* WORK INSTRUCTION: Work out how many lines of the records hold the string "white", and reply with that number alone.

####################

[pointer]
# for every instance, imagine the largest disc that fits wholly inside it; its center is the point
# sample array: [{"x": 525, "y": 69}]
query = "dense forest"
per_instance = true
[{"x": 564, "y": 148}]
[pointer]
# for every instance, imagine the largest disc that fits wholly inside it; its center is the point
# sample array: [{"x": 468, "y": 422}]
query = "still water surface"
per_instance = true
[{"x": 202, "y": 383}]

####################

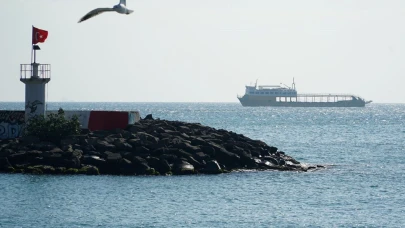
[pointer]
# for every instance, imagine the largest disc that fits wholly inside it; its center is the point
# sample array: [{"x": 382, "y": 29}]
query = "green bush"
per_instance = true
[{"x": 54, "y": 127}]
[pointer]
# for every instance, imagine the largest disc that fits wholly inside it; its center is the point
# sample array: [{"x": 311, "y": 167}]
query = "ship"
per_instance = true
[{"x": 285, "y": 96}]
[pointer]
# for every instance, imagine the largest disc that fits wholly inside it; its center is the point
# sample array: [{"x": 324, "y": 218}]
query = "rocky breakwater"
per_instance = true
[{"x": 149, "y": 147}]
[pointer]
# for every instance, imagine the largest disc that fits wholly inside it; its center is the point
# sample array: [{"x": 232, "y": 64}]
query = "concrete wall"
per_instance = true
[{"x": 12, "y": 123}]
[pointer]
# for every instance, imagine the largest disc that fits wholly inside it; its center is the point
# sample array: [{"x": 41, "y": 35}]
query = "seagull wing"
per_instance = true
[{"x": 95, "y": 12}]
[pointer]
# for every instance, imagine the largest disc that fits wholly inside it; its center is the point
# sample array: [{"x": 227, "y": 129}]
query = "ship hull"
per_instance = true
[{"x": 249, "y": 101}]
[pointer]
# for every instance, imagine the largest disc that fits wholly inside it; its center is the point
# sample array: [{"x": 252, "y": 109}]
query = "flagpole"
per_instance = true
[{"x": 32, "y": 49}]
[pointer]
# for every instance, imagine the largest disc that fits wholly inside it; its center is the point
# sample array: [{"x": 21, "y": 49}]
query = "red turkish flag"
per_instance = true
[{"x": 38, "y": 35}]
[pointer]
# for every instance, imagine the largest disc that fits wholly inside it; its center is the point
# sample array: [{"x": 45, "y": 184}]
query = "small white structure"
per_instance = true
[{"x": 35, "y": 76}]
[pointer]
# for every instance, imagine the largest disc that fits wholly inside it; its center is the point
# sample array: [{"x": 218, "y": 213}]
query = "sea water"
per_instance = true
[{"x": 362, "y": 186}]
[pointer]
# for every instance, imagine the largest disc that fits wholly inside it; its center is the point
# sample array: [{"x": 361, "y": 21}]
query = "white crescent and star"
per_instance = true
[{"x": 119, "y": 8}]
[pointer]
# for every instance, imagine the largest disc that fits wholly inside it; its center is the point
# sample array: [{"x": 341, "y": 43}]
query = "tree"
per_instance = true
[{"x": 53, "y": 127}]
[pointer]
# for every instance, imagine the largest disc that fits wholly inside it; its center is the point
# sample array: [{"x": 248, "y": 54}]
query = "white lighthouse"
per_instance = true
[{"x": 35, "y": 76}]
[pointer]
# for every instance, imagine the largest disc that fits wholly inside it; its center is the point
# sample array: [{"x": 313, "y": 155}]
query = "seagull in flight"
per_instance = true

####################

* RESULT FOR THIS EXERCISE: 3